Try it =>
Write out exactly, with both ends included, the lines that run from the line containing "Target: stone obelisk" to the end of the entries. Pictures are not part of the answer.

Image-grounded pointing data =>
━━━━━━━━━━

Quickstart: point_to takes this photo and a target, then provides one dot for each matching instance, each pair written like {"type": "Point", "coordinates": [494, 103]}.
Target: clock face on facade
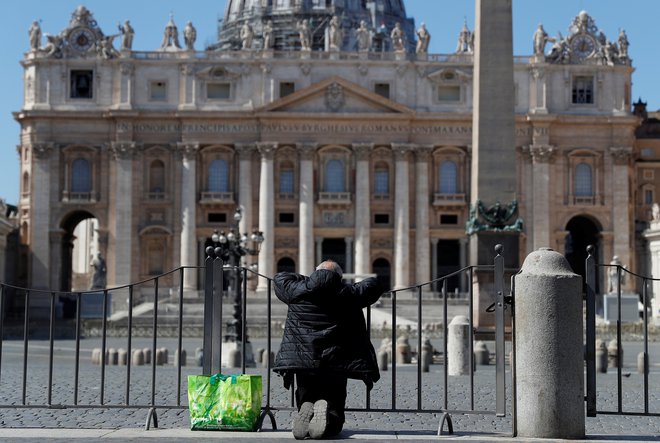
{"type": "Point", "coordinates": [81, 39]}
{"type": "Point", "coordinates": [583, 45]}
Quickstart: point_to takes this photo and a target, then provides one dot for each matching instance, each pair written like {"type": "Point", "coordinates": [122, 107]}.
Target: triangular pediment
{"type": "Point", "coordinates": [335, 95]}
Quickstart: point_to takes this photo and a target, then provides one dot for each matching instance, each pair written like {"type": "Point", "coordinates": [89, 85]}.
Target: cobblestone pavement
{"type": "Point", "coordinates": [110, 413]}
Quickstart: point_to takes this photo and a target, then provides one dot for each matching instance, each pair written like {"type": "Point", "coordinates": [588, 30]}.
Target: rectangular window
{"type": "Point", "coordinates": [217, 217]}
{"type": "Point", "coordinates": [449, 93]}
{"type": "Point", "coordinates": [286, 181]}
{"type": "Point", "coordinates": [381, 219]}
{"type": "Point", "coordinates": [286, 217]}
{"type": "Point", "coordinates": [287, 88]}
{"type": "Point", "coordinates": [583, 90]}
{"type": "Point", "coordinates": [648, 197]}
{"type": "Point", "coordinates": [382, 89]}
{"type": "Point", "coordinates": [218, 91]}
{"type": "Point", "coordinates": [158, 91]}
{"type": "Point", "coordinates": [82, 84]}
{"type": "Point", "coordinates": [448, 219]}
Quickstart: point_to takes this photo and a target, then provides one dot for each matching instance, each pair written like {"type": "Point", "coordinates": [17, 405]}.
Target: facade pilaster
{"type": "Point", "coordinates": [541, 157]}
{"type": "Point", "coordinates": [362, 208]}
{"type": "Point", "coordinates": [422, 244]}
{"type": "Point", "coordinates": [306, 152]}
{"type": "Point", "coordinates": [245, 152]}
{"type": "Point", "coordinates": [620, 204]}
{"type": "Point", "coordinates": [188, 153]}
{"type": "Point", "coordinates": [123, 154]}
{"type": "Point", "coordinates": [266, 212]}
{"type": "Point", "coordinates": [401, 216]}
{"type": "Point", "coordinates": [40, 268]}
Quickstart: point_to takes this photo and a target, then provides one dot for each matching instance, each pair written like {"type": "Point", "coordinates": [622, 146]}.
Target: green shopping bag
{"type": "Point", "coordinates": [224, 402]}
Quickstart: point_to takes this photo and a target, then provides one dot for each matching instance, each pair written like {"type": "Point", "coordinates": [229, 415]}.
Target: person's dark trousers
{"type": "Point", "coordinates": [329, 387]}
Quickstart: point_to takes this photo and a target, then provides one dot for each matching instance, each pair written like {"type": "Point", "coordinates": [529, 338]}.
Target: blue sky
{"type": "Point", "coordinates": [443, 18]}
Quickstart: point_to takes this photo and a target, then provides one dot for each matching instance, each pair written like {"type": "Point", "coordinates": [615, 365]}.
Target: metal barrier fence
{"type": "Point", "coordinates": [617, 273]}
{"type": "Point", "coordinates": [78, 382]}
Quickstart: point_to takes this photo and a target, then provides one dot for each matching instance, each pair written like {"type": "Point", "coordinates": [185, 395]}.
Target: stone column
{"type": "Point", "coordinates": [40, 216]}
{"type": "Point", "coordinates": [266, 212]}
{"type": "Point", "coordinates": [188, 245]}
{"type": "Point", "coordinates": [306, 152]}
{"type": "Point", "coordinates": [401, 216]}
{"type": "Point", "coordinates": [422, 244]}
{"type": "Point", "coordinates": [245, 152]}
{"type": "Point", "coordinates": [541, 194]}
{"type": "Point", "coordinates": [362, 208]}
{"type": "Point", "coordinates": [123, 153]}
{"type": "Point", "coordinates": [349, 254]}
{"type": "Point", "coordinates": [621, 216]}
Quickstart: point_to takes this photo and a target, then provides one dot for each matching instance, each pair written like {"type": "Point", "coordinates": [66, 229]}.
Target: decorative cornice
{"type": "Point", "coordinates": [124, 150]}
{"type": "Point", "coordinates": [621, 154]}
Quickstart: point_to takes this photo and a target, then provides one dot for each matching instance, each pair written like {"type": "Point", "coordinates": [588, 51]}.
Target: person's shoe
{"type": "Point", "coordinates": [319, 420]}
{"type": "Point", "coordinates": [301, 421]}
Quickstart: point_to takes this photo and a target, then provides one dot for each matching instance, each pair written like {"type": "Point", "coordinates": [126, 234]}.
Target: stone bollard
{"type": "Point", "coordinates": [614, 354]}
{"type": "Point", "coordinates": [458, 346]}
{"type": "Point", "coordinates": [112, 358]}
{"type": "Point", "coordinates": [96, 356]}
{"type": "Point", "coordinates": [427, 354]}
{"type": "Point", "coordinates": [234, 358]}
{"type": "Point", "coordinates": [549, 354]}
{"type": "Point", "coordinates": [481, 354]}
{"type": "Point", "coordinates": [601, 357]}
{"type": "Point", "coordinates": [122, 357]}
{"type": "Point", "coordinates": [183, 359]}
{"type": "Point", "coordinates": [138, 357]}
{"type": "Point", "coordinates": [147, 355]}
{"type": "Point", "coordinates": [642, 363]}
{"type": "Point", "coordinates": [403, 352]}
{"type": "Point", "coordinates": [382, 359]}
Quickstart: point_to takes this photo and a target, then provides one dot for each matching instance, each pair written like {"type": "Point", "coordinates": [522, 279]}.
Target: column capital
{"type": "Point", "coordinates": [306, 151]}
{"type": "Point", "coordinates": [541, 153]}
{"type": "Point", "coordinates": [621, 154]}
{"type": "Point", "coordinates": [267, 149]}
{"type": "Point", "coordinates": [423, 153]}
{"type": "Point", "coordinates": [187, 150]}
{"type": "Point", "coordinates": [245, 150]}
{"type": "Point", "coordinates": [124, 150]}
{"type": "Point", "coordinates": [42, 151]}
{"type": "Point", "coordinates": [362, 150]}
{"type": "Point", "coordinates": [401, 150]}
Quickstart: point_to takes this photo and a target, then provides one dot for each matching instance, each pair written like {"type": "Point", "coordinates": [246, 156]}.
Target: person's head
{"type": "Point", "coordinates": [330, 265]}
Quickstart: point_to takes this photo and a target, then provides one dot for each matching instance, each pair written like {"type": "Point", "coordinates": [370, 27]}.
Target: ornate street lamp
{"type": "Point", "coordinates": [230, 248]}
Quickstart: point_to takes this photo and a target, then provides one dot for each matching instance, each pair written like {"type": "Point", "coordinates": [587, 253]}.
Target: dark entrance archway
{"type": "Point", "coordinates": [382, 269]}
{"type": "Point", "coordinates": [334, 249]}
{"type": "Point", "coordinates": [582, 232]}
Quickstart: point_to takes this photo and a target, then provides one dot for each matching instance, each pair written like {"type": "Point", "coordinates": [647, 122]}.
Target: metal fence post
{"type": "Point", "coordinates": [590, 277]}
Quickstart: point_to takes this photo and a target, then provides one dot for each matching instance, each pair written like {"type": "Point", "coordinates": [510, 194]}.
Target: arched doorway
{"type": "Point", "coordinates": [381, 268]}
{"type": "Point", "coordinates": [80, 244]}
{"type": "Point", "coordinates": [582, 232]}
{"type": "Point", "coordinates": [286, 264]}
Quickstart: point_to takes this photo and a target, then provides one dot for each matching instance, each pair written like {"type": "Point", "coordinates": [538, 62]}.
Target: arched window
{"type": "Point", "coordinates": [286, 180]}
{"type": "Point", "coordinates": [81, 176]}
{"type": "Point", "coordinates": [157, 176]}
{"type": "Point", "coordinates": [381, 180]}
{"type": "Point", "coordinates": [583, 180]}
{"type": "Point", "coordinates": [218, 176]}
{"type": "Point", "coordinates": [448, 177]}
{"type": "Point", "coordinates": [334, 176]}
{"type": "Point", "coordinates": [286, 264]}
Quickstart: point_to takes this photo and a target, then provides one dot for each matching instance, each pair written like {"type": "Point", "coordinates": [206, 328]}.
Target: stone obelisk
{"type": "Point", "coordinates": [493, 208]}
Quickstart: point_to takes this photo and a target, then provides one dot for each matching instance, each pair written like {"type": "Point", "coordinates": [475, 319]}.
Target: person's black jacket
{"type": "Point", "coordinates": [325, 328]}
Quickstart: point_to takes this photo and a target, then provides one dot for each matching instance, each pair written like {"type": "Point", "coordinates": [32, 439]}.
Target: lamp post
{"type": "Point", "coordinates": [230, 247]}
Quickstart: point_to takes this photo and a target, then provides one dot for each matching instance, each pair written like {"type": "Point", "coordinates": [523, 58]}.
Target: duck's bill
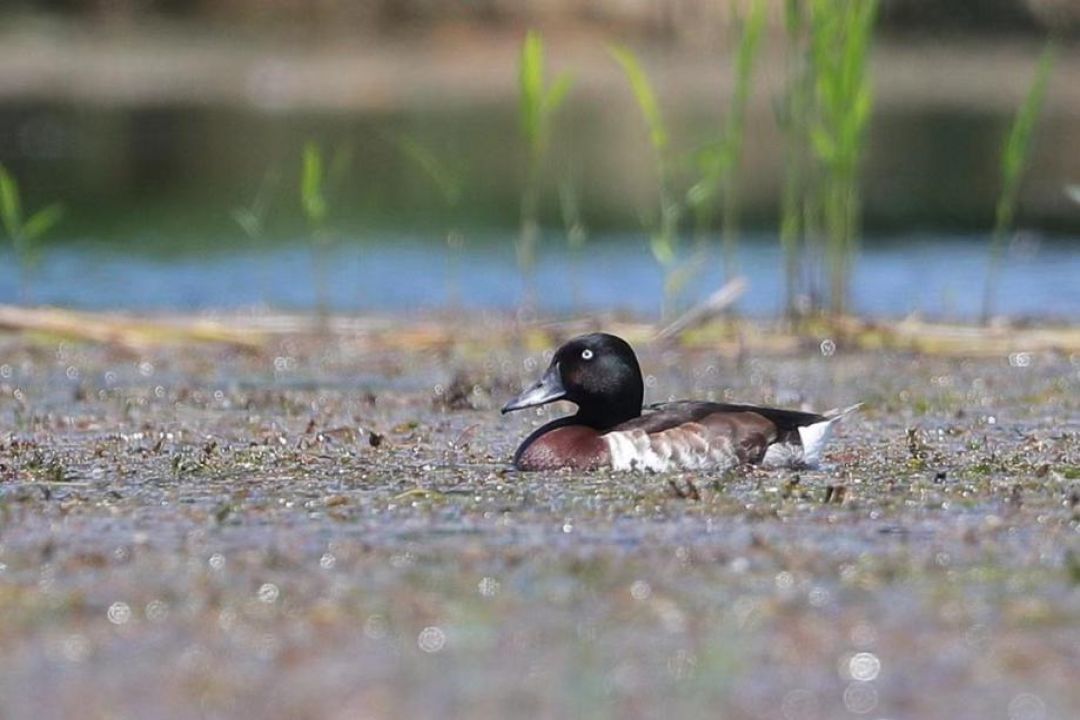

━━━━━━━━━━

Result for this exercise =>
Target: stone obelisk
{"type": "Point", "coordinates": [493, 208]}
Quickstart: point_to takes this photo and a target, then provides one dot for each matching instance, each pair written like {"type": "Point", "coordinates": [475, 319]}.
Target: person's black jacket
{"type": "Point", "coordinates": [325, 328]}
Quickstart: point_to takes this photo and a target, then provides one dot for each matching instance, each pair written like {"type": "Point", "coordinates": [32, 439]}.
Target: lamp post
{"type": "Point", "coordinates": [230, 247]}
Quickstart: point_to takes this photo and a target, then provides one dot for each matching instance, each pair written like {"type": "Point", "coordinates": [523, 58]}.
Target: duck's bill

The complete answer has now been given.